Pour éviter que chacun n’exerce son droit de propriété sans tenir compte de l’autre, la doctrine des nuisances excessives entre voisin a été élaborée. Il n’en reste pas moins que les voisins devront tolérer les nuisances ordinaires de la vie en commun de l’un à l’autre.
Depuis l’arrivée du Livre 3 du nouveau Code civil, la doctrine est consacrée par la loi, notamment dans les articles 3.101 et 3.102 du Code civil. L’article 3.101, §1er alinéa du Code civil dispose : « Les propriétaires voisins ont chacun un droit à l’usage et à la jouissance de leur bien immeuble. Dans l’exercice de l’usage et de la jouissance, chacun d’eux respecte l’équilibre établi en ne causant pas à son voisin un trouble qui excède la mesure des inconvénients normaux du voisinage et qui lui est imputable ».
Il existe théorie de l’équilibre, dans laquelle on utilise le régime de la responsabilité sans faute. En d’autres termes, les nuisances excessives doivent résulter des actes ou des omissions du voisin, sans qu’une faute soit requise.
En outre, il doit y avoir un voisinage entre la parcelle qui cause les nuisances et celle qui les provoque. Ils ne doivent pas être adjacents mais se trouver à proximité les uns des autres. Ni le demandeur ni le défendeur, dans le cadre d’une action pour troubles de voisinage, ne doivent avoir de titre de propriété sur les parcelles. Un droit réel ou un droit personnel sur un attribut du droit de propriété suffit (article 3.101, §3 CC).

▶ [Travail demandé]:
a) Recopiez le passage du texte sur les troubles de voisinage qui commence par « Il existe théorie » et se termine par « 3.101, §3 CC). ».
b) Expliquez en une à trois phrases, d'après le texte sur les troubles de voisinage, pourquoi la doctrine des nuisances excessives entre voisins a été élaborée.

▶ [Extraits de données]:

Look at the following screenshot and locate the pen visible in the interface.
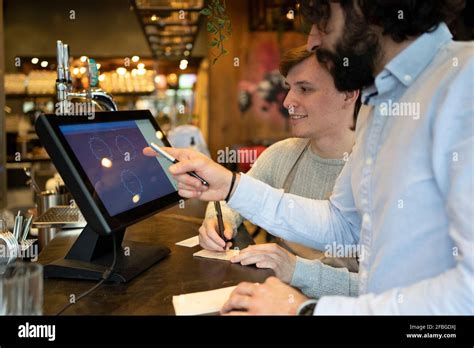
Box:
[150,143,209,186]
[214,201,227,242]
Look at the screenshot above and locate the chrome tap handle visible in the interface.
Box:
[56,40,65,81]
[63,44,72,90]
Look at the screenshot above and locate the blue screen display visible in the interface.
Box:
[59,120,177,216]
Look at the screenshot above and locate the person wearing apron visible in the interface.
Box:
[199,47,358,297]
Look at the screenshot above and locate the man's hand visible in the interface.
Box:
[143,147,239,201]
[230,243,296,284]
[221,277,308,315]
[199,218,234,251]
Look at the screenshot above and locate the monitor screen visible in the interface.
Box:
[59,119,177,216]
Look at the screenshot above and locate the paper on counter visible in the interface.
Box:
[193,249,240,261]
[176,236,199,248]
[173,286,236,315]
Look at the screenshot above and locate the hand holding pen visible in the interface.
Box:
[144,143,235,250]
[143,144,239,201]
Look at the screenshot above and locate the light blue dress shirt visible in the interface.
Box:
[229,23,474,314]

▶ [Ensemble des réponses]:
a)
Il existe théorie de l’équilibre, dans laquelle on utilise le régime de la responsabilité sans faute. En d’autres termes, les nuisances excessives doivent résulter des actes ou des omissions du voisin, sans qu’une faute soit requise.
En outre, il doit y avoir un voisinage entre la parcelle qui cause les nuisances et celle qui les provoque. Ils ne doivent pas être adjacents mais se trouver à proximité les uns des autres. Ni le demandeur ni le défendeur, dans le cadre d’une action pour troubles de voisinage, ne doivent avoir de titre de propriété sur les parcelles. Un droit réel ou un droit personnel sur un attribut du droit de propriété suffit (article 3.101, §3 CC).

b) Cette doctrine a été élaborée pour éviter que chaque propriétaire exerce son droit de propriété sans tenir compte de son voisin. Les voisins doivent néanmoins continuer à tolérer les nuisances ordinaires de la vie en commun.